List every line in the rows below that contains the word "leaf", copying each line in full.

• _SUPPLIED DATA_:
-=-=-=-=-

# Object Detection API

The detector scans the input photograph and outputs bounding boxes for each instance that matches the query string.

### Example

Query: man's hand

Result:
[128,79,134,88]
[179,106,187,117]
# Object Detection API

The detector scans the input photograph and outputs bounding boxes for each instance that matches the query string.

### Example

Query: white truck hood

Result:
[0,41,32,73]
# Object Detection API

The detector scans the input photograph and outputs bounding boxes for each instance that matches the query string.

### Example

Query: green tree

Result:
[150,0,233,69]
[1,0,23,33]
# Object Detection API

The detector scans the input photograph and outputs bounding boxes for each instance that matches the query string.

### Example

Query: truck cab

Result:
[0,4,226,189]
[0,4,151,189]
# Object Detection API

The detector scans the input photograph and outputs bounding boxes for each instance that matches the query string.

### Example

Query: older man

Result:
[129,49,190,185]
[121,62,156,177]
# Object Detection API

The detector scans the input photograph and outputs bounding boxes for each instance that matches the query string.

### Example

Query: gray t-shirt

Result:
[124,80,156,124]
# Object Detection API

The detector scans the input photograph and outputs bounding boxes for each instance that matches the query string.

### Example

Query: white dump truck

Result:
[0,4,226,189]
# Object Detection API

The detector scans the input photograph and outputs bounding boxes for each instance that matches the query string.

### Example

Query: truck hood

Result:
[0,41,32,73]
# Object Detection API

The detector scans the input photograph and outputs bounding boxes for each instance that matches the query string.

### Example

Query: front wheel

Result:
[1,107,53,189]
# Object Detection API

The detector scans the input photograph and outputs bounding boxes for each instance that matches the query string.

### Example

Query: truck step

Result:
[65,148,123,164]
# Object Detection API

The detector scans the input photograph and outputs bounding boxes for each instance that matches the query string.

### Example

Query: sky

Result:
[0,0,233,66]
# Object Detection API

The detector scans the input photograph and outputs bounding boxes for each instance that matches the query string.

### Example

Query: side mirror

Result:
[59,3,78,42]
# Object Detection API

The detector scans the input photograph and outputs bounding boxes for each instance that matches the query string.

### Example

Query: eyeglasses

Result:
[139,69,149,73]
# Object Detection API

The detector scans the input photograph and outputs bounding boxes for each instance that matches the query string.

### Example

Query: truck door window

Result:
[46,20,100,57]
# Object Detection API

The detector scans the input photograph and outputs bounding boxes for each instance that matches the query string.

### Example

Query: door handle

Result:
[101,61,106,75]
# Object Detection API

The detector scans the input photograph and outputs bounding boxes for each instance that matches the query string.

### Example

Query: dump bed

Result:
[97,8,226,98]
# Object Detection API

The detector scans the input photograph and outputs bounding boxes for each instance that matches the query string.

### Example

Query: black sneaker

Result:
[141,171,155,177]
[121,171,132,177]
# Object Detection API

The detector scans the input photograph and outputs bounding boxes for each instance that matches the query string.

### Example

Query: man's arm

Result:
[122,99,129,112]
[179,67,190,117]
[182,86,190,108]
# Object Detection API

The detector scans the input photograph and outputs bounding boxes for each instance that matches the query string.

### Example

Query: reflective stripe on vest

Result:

-=-=-=-=-

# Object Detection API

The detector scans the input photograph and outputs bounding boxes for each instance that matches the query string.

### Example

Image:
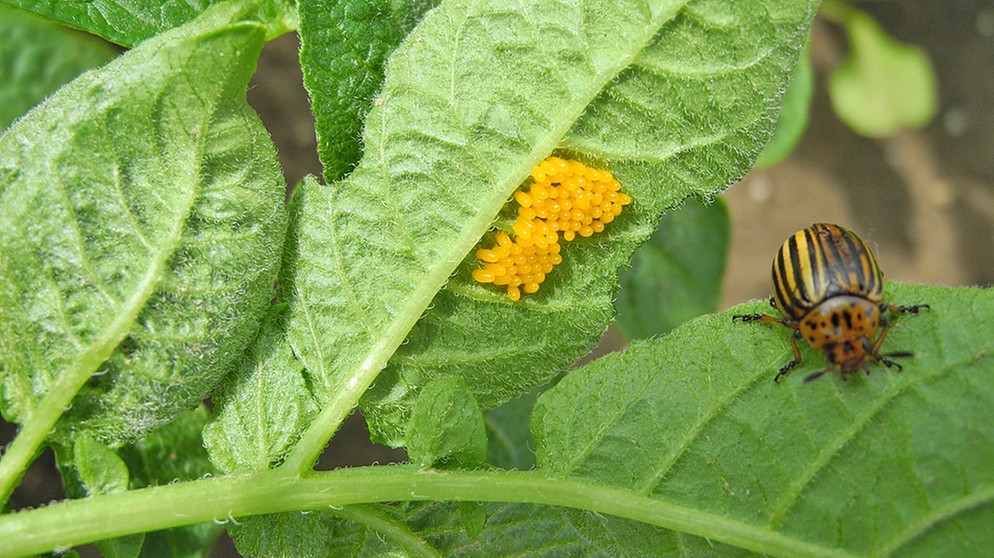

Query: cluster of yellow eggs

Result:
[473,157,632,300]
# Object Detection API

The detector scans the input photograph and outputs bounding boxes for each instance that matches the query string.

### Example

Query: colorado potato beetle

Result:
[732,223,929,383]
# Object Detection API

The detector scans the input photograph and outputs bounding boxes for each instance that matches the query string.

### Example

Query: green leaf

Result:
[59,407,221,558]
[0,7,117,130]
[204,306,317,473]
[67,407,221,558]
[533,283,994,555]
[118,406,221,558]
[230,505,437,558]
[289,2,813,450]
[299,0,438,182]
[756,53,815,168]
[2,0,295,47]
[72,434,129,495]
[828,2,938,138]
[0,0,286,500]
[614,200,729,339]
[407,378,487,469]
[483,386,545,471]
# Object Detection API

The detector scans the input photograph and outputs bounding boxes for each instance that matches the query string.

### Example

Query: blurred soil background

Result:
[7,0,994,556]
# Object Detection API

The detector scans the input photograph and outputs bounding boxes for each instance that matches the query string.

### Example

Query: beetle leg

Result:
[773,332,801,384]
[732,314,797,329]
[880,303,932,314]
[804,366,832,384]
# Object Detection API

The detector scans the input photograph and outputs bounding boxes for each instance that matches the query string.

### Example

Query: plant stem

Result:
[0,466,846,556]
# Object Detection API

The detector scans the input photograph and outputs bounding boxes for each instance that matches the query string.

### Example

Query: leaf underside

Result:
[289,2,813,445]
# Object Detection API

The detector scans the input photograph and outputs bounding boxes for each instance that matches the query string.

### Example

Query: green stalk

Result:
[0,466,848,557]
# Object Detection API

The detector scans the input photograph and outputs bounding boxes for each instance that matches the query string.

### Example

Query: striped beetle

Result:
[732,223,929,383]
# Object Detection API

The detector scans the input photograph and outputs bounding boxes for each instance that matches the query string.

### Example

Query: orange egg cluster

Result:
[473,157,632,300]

-=-=-=-=-

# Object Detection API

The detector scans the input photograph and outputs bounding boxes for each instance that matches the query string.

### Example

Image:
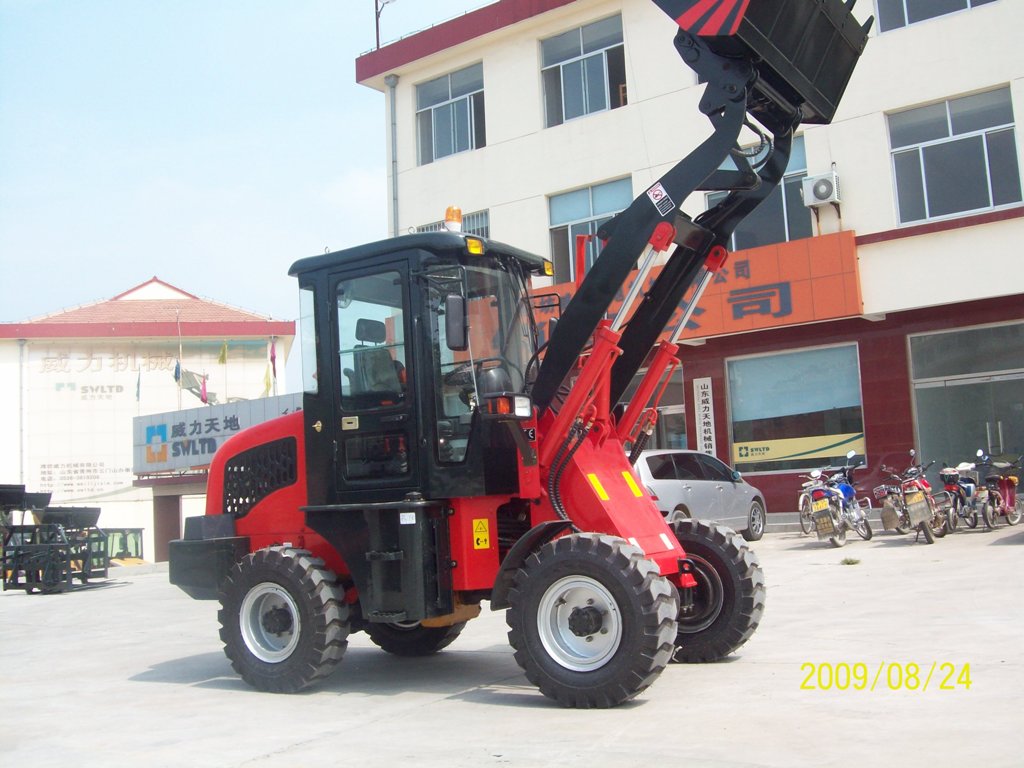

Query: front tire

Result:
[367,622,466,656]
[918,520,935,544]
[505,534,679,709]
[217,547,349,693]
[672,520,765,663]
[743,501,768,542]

-=-=-=-=-

• _EXERCISE OUTPUT_:
Query: green leaf
Query: leaf underside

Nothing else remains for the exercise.